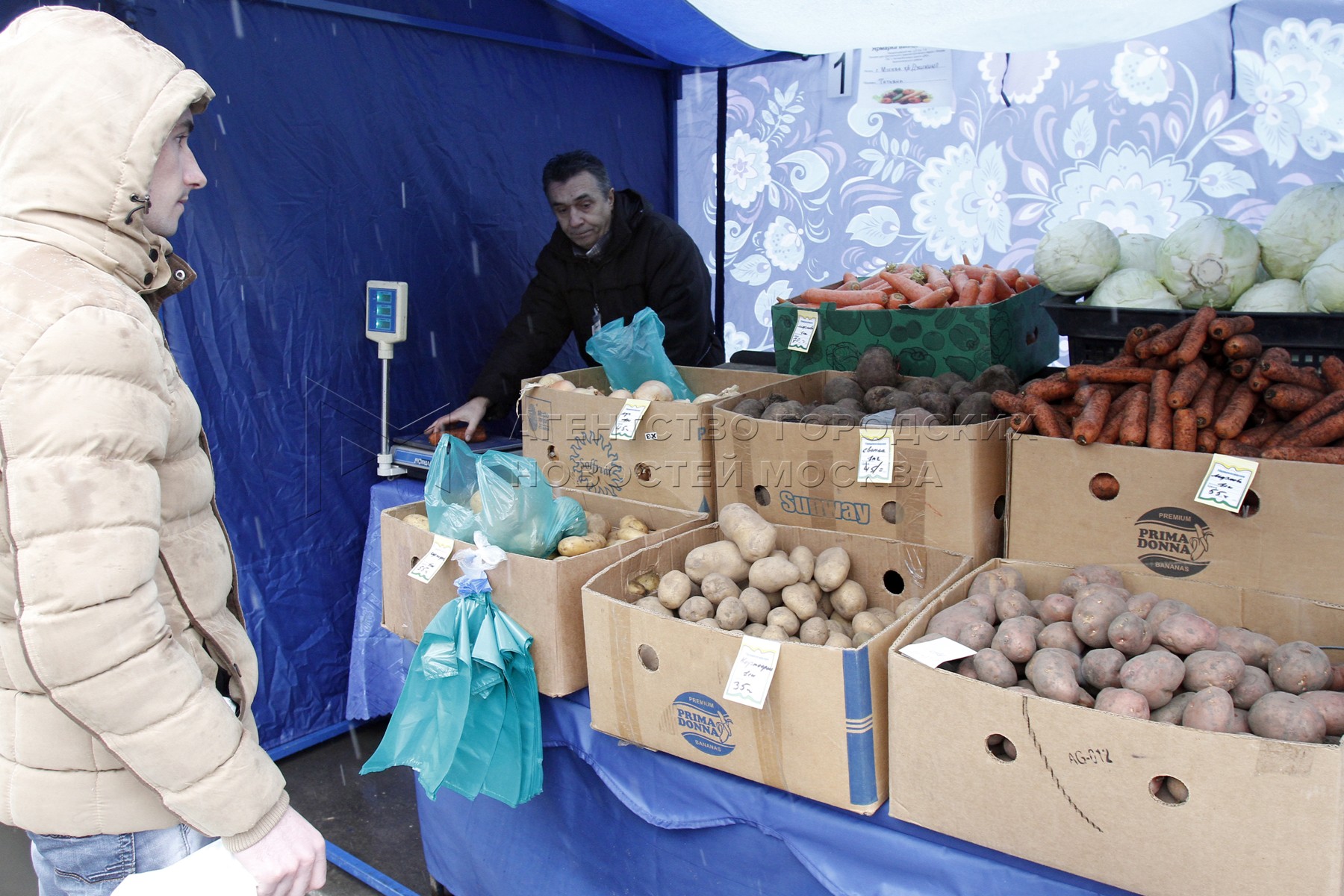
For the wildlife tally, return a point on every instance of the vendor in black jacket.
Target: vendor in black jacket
(611, 255)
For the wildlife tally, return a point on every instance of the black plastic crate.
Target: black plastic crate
(1097, 335)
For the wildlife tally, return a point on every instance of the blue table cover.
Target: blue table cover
(617, 818)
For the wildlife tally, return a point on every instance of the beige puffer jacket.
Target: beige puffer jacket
(117, 588)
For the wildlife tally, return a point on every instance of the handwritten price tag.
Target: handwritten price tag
(1228, 481)
(430, 563)
(875, 455)
(753, 671)
(804, 331)
(628, 421)
(937, 652)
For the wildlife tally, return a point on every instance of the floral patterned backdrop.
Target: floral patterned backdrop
(1222, 116)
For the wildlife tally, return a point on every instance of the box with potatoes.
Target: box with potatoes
(1163, 735)
(541, 594)
(659, 664)
(792, 452)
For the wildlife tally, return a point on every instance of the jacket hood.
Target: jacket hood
(87, 107)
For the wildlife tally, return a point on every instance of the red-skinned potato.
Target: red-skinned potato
(1095, 608)
(1251, 647)
(1055, 608)
(977, 635)
(1331, 706)
(1090, 574)
(1253, 685)
(1213, 669)
(1164, 609)
(1060, 635)
(1210, 709)
(1101, 668)
(1154, 675)
(1016, 637)
(1129, 635)
(1184, 633)
(1285, 716)
(1142, 603)
(1172, 712)
(1122, 703)
(1011, 603)
(1053, 675)
(1298, 667)
(995, 668)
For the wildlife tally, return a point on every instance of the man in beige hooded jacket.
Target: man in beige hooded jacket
(120, 628)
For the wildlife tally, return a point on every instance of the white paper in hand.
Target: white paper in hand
(211, 871)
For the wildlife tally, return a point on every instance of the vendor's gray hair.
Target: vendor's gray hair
(570, 164)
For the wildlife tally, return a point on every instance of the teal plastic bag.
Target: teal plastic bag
(470, 718)
(633, 355)
(519, 514)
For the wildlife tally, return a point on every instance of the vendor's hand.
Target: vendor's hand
(290, 860)
(470, 414)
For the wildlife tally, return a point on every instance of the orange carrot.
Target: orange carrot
(1242, 346)
(1239, 406)
(1289, 373)
(1195, 335)
(1160, 413)
(1226, 328)
(1184, 433)
(1332, 371)
(905, 287)
(841, 297)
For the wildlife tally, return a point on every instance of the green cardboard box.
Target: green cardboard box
(1016, 332)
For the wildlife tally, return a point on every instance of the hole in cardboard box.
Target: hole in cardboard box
(1169, 790)
(1104, 487)
(1001, 747)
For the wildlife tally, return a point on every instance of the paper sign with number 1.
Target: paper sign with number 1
(628, 421)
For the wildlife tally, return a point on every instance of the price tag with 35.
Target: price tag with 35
(875, 455)
(804, 331)
(628, 421)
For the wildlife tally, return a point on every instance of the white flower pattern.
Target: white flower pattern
(1142, 136)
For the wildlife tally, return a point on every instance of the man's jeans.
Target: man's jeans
(94, 865)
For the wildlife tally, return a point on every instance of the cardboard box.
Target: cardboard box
(1263, 815)
(668, 462)
(948, 481)
(541, 595)
(1154, 524)
(659, 682)
(1016, 332)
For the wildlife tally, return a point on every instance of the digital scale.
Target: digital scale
(385, 323)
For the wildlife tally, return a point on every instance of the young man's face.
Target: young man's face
(176, 173)
(582, 211)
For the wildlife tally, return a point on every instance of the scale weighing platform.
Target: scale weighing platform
(385, 323)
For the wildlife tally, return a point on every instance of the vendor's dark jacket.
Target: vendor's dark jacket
(648, 262)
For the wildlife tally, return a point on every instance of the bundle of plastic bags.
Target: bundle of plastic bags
(500, 496)
(635, 355)
(468, 716)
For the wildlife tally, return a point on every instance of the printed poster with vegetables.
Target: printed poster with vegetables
(905, 77)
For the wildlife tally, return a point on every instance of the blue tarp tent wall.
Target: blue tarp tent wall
(339, 149)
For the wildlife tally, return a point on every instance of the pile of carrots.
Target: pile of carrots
(1206, 385)
(924, 287)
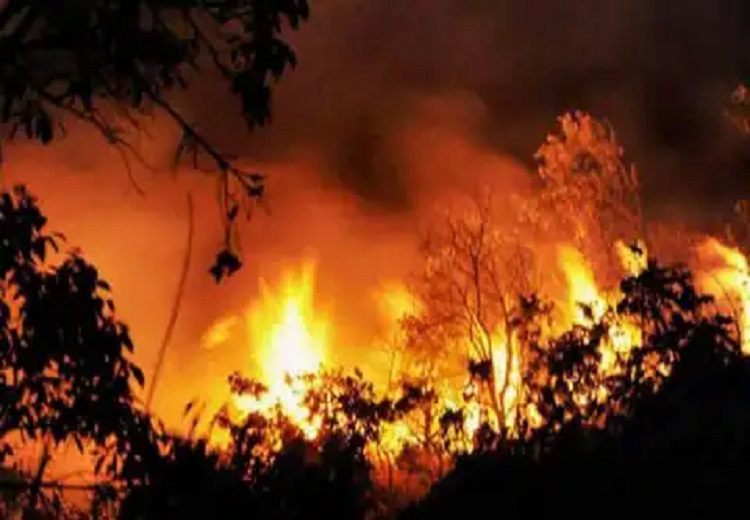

**Task**
No pictures go in the copy. Set down all the data exactly.

**Exercise response**
For the wildlife tally, return a point on every instance of the vendor in black jacket.
Target: vendor in black jacket
(611, 255)
For the wildlife tally, return a point on every instance of the black plastic crate.
Target: black plastic crate
(1097, 335)
For the wildlife tally, return a point on every instance of the blue table cover.
Target: blue table cover
(617, 818)
For the wildlife tally, return a point on every instance of the beige puffer jacket.
Target: beige puffer jacket
(117, 588)
For the wildlife tally, return a point on every instance of the handwritten price tag.
Target: handwritten price tag
(1228, 481)
(430, 563)
(875, 455)
(753, 671)
(804, 331)
(628, 421)
(937, 652)
For the wildlife tally, return a point on every instance of the floral patterned backdrop.
Target: floral patterned backdrop
(1222, 116)
For the wildlife tally, return a point on every instance of the box with potatoes.
Target: box with potatoes
(1163, 735)
(541, 594)
(659, 664)
(792, 452)
For the wildlife tally, return a point on every instance of the jacket hood.
Target: jacket hood
(87, 107)
For the wildlife tally, return a point on every instance of the red-skinned potato.
Target: red-skinned potato
(1095, 608)
(1251, 647)
(1055, 608)
(977, 635)
(1331, 706)
(1090, 574)
(1253, 685)
(1213, 669)
(1164, 609)
(1060, 635)
(1210, 709)
(1101, 668)
(1154, 675)
(1016, 637)
(1129, 635)
(1184, 633)
(1285, 716)
(1142, 603)
(1172, 712)
(1122, 703)
(1011, 603)
(1053, 675)
(1298, 667)
(995, 668)
For the wildlife tally, return a point on every instance of the man in beige hooded jacket.
Target: man in beige hooded jacket
(120, 628)
For the wildlife tally, return a point on every instance of the white paper in hand.
Target: white paper in hand
(211, 871)
For the wildlife tally, return a point on every instance of the vendor's gray hair.
Target: vendor's gray hair
(570, 164)
For the wildlife tally, return a point on every instance of the teal plastic bag.
Target: teal plastic bag
(470, 718)
(633, 355)
(519, 514)
For the wildlife tally, return a point on every instance of the vendor's hand.
Target: vendor's hand
(290, 860)
(470, 414)
For the wildlife tally, return a point on every instance of the orange carrot.
Target: orange carrot
(1242, 346)
(1239, 406)
(1289, 373)
(1195, 335)
(1160, 413)
(1226, 328)
(1184, 433)
(1332, 371)
(905, 287)
(841, 297)
For the wildlife tally, return a point on every instance of the green cardboard box.
Target: green cardboard box
(1016, 332)
For the wildlife tally, return a point on every instance of the hole in cardboard box.
Target: hole in cardboard box
(1169, 790)
(1104, 487)
(1001, 747)
For the wildlife tally, return a point on every instance of the paper sign with number 1.
Target: paper sign with number 1
(628, 421)
For the wildlife tally, return a point on every instance of the price tag with 35.
Target: price tag with 35
(875, 455)
(804, 331)
(628, 421)
For the wildlife tally, return a point on every instance of the white flower pattern.
Target: white flower pattern
(1142, 136)
For the wildlife tally, return a point on every instance of the man's jeans.
Target: man's jeans
(94, 865)
For the wildlife tally, return a point on every instance of the cardboard box.
Target: cardboard box
(1263, 815)
(668, 462)
(948, 481)
(541, 595)
(1154, 524)
(659, 682)
(1016, 332)
For the wildlife tally, return a point on every instance of the digital scale.
Target: digital scale
(385, 323)
For the wildlife tally, return a point on every instance of the young man's face.
Target: young man's face
(176, 173)
(582, 211)
For the wildlife tally, return a point on every instance of the scale weighing platform.
Target: scale weighing platform
(385, 323)
For the wildlife tally, return a point on every instance of the vendor's dark jacket.
Target: vendor's dark jacket
(648, 262)
For the wildlife tally, return a point on every instance of the bundle of plastic bags.
Target: bundle of plastic bags
(500, 496)
(635, 355)
(468, 716)
For the wildlife tally, return a point on every instance of the printed poster with vegetables.
Target: printed poster with vegetables
(905, 77)
For the wildlife tally, return a point on every instance of the blue tarp tent wall.
Target: blue tarp tent wall
(339, 149)
For the wildlife tally, return a point on every instance of the pile of carrots.
Target: pile of carrots
(1206, 385)
(924, 287)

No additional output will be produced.